For instance, aside from high blood pressure, kidney disease can lead to bone
thinning and anaemia — both of which are already considerable problems in some
HIV-positive populations — as well as a variety of other conditions that are
difficult to diagnose or which may complicate the diagnosis of other
HIV-related illness.
Unfortunately,
such complex clinical problems don’t always seem to fit into streamlined
target-driven ART programmes. But
data are beginning to show that a ‘get the patient in and out’ by the numbers
approach is leading to more and more losses to follow-up, possibly because
people feel their needs are going unmet. 23
“We like saying that we're going to be looking after our patients on ART into old age,” Dr Kevin Rebe of Health4Men in Cape Town told HATIP, “but our ART programmes aren’t actually prepared to deal with the illnesses
such as CKD affecting ageing patients.”
However,
adopting a palliative care approach, which aims both to address the causes of
illness and to treat the symptoms to alleviate suffering, could better help
families living with kidney disease and its related complication, and may help
those with advanced CKD cope with progressive loss of kidney functions, and
perhaps even slow down that loss over time. It is also important to remember
that, in resource-constrained settings where there is little or no screening
for kidney disease, people may only present once their condition is terminal.

◆ ◆ ◆ ◆ ◆ ◆ ◆

(Tasks):
A) According to the passage on kidney disease and HIV care, why might a "get the patient in and out" approach be leading to more losses to follow-up? Answer in one to three sentences.
B) Pick up the passage on kidney disease and HIV care after its last sentence and continue it.
The material that follows is separate from this text.

◆ ◆ ◆ ◆ ◆ ◆ ◆

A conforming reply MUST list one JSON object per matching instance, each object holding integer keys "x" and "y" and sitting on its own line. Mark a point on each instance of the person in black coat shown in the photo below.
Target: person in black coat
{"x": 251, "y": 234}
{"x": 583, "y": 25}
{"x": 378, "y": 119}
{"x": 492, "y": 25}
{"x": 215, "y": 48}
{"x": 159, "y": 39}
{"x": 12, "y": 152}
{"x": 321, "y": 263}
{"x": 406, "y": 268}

◆ ◆ ◆ ◆ ◆ ◆ ◆

(Task responses):
A) The data suggest that people may be dropping out of follow-up because they feel their needs are going unmet.

B)
They will need end-of-life care and their families, support, beyond what the
health services alone can offer. This goes beyond what any already overburdened
health provider can do by themselves — and will require a multidisciplinary
approach that employs the strengths of civil society, different community-based
and faith-based organisations.
Nevertheless,
many potentially serious kidney problems are reversible or can be slowed if
recognised in time. In light of this, and the high costs of managing chronic or
end-stage disease, prevention and early detection and treatment of kidney
disease are especially critical for people living with HIV in Africa.